[start Page text]

The Godfather of Sea Glass

12/21/2012 11:59

Richard LaMotte, Author of Pure Sea Glass

Richard LaMotte Boosts the National Profile of Sea Glass

Few sea glass collectors DON'T recognize the name of Richard LaMotte. As the author of Pure Sea Glass: Discovering Nature's Vanishing Gems, LaMotte is a nationally recognized authority on sea glass. His book is now in its 5th printing, and he is routinely interviewed by national media including Coastal Living magazine.

The Journal: How did you become interested in collecting sea glass?
LaMotte: I've always enjoyed beachcombing. When my wife felt that making sea glass jewelry would allow her to work at home I quickly went to work trying to find sea glass along the Chesapeake. After a slow start I found several spots that produced amazingly well-worn and rounded shards of aqua, cobalt blue and soft green. I was hooked.

[end Page text]

- **Written problem**:
Answer these questions from the sea glass article:
1. Which printing is LaMotte's book in?
2. What magazine is named as having interviewed him?
3. Along what body of water did he first search for sea glass?
The listing that follows is separate from the sea glass article.

[start Raw data]

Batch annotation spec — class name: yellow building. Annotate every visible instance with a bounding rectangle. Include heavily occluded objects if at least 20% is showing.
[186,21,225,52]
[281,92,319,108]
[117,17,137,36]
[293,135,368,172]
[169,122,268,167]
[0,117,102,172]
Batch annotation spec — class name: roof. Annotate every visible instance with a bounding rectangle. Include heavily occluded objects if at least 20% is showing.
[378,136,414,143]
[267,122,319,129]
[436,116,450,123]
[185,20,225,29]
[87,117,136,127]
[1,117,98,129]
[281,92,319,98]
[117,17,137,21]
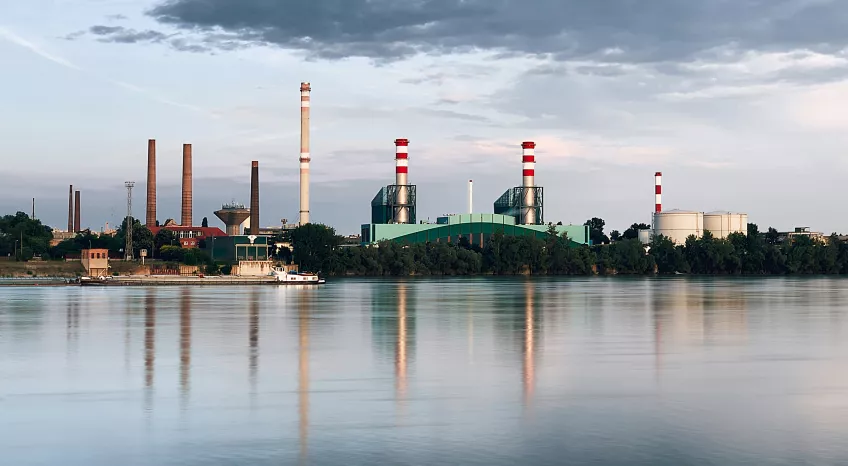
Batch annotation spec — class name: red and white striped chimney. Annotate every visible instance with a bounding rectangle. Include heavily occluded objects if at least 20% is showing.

[end Raw data]

- **Solved problem**:
1. The 5th printing.
2. Coastal Living.
3. The Chesapeake.